(Stored items)
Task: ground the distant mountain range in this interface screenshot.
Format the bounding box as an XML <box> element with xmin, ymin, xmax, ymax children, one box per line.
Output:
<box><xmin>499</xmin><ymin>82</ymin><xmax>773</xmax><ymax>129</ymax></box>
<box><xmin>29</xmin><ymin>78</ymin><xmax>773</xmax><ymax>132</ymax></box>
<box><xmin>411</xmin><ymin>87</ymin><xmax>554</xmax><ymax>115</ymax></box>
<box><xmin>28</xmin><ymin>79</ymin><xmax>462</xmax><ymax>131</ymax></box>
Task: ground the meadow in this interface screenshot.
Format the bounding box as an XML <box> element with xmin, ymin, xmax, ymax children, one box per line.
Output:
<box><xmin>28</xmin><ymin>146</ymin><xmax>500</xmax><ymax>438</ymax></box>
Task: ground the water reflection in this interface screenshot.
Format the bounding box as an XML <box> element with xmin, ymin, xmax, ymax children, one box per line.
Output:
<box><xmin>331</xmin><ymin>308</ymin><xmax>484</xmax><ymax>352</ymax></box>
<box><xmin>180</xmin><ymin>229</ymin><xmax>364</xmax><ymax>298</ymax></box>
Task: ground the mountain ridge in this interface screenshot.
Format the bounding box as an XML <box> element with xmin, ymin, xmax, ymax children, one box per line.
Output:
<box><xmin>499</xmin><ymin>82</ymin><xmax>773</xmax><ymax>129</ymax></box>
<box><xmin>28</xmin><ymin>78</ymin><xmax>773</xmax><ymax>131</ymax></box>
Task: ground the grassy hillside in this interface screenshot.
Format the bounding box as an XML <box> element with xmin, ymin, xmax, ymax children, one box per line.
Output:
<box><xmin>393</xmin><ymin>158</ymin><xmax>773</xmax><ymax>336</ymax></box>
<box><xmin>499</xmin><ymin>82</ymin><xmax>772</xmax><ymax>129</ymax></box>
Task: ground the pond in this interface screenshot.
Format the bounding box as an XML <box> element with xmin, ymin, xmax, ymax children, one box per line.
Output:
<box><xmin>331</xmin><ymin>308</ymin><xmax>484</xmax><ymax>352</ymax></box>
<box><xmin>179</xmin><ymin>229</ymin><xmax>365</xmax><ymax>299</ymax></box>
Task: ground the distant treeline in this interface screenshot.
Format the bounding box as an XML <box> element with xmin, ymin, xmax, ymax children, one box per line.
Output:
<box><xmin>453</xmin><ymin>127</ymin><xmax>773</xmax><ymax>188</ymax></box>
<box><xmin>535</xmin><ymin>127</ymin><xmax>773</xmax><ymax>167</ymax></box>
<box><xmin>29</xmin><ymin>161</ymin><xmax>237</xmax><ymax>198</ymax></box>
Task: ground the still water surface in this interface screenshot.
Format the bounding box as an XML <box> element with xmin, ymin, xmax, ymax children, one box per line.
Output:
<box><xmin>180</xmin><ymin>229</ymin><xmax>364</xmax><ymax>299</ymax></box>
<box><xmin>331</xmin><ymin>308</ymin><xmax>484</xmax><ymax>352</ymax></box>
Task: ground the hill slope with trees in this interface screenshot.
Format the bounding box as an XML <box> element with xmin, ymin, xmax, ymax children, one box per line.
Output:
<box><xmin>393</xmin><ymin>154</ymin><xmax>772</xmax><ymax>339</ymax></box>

• Task details: Copy every entry above word for word.

• Solution for this exercise:
Task: ground the distant mountain range in this interface screenshot.
Format the bounding box as an XML <box> element with xmin, ymin, xmax, ymax children, one box per line.
Output:
<box><xmin>499</xmin><ymin>82</ymin><xmax>773</xmax><ymax>129</ymax></box>
<box><xmin>29</xmin><ymin>78</ymin><xmax>773</xmax><ymax>132</ymax></box>
<box><xmin>411</xmin><ymin>87</ymin><xmax>554</xmax><ymax>115</ymax></box>
<box><xmin>28</xmin><ymin>79</ymin><xmax>462</xmax><ymax>131</ymax></box>
Task: ground the meadow in this interface screenshot.
Format the bounding box as an XML <box> element with xmin, ymin, xmax, ymax children, one box per line.
Output:
<box><xmin>28</xmin><ymin>146</ymin><xmax>500</xmax><ymax>438</ymax></box>
Task: ground the water reflection in this interface screenshot.
Format the bounding box as an XML <box> element with xmin, ymin, xmax, ymax children, one box per line.
Output:
<box><xmin>331</xmin><ymin>308</ymin><xmax>484</xmax><ymax>352</ymax></box>
<box><xmin>180</xmin><ymin>229</ymin><xmax>364</xmax><ymax>298</ymax></box>
Task: ground the mountain ridge in this interface screenshot.
Format the bounding box as an XML <box> element with xmin, ymin, xmax, ymax children, one box per line.
Output:
<box><xmin>499</xmin><ymin>82</ymin><xmax>773</xmax><ymax>129</ymax></box>
<box><xmin>28</xmin><ymin>78</ymin><xmax>773</xmax><ymax>131</ymax></box>
Task: ground the grassy hillside in this interface screenshot.
Format the bounding box as an XML <box> element with xmin, ymin, xmax, ymax children, one box per line.
Output:
<box><xmin>393</xmin><ymin>158</ymin><xmax>773</xmax><ymax>336</ymax></box>
<box><xmin>499</xmin><ymin>82</ymin><xmax>772</xmax><ymax>129</ymax></box>
Task: ground the pond in this interface screenshot.
Format the bounding box as an XML <box> element with xmin, ymin, xmax, ymax children, one box per line.
Output:
<box><xmin>331</xmin><ymin>308</ymin><xmax>484</xmax><ymax>352</ymax></box>
<box><xmin>179</xmin><ymin>229</ymin><xmax>365</xmax><ymax>299</ymax></box>
Task: ground the distant treeline in this interface screenshot.
Format the bounding box as an XML <box> element with xmin, ymin, xmax, ymax children, one box per line.
Output:
<box><xmin>453</xmin><ymin>127</ymin><xmax>773</xmax><ymax>188</ymax></box>
<box><xmin>535</xmin><ymin>127</ymin><xmax>773</xmax><ymax>167</ymax></box>
<box><xmin>29</xmin><ymin>161</ymin><xmax>237</xmax><ymax>198</ymax></box>
Task: ground the still water surface in this interface screenshot.
Format the bounding box as an XML <box> element with xmin, ymin, xmax, ymax children, one box per line.
Output:
<box><xmin>180</xmin><ymin>229</ymin><xmax>364</xmax><ymax>299</ymax></box>
<box><xmin>331</xmin><ymin>308</ymin><xmax>484</xmax><ymax>352</ymax></box>
Task: ground the hill slope with trees in this interface screenshot.
Format the bounding box as an XML <box> element with xmin, ymin, xmax, ymax children, one box per line.
Output:
<box><xmin>393</xmin><ymin>154</ymin><xmax>772</xmax><ymax>339</ymax></box>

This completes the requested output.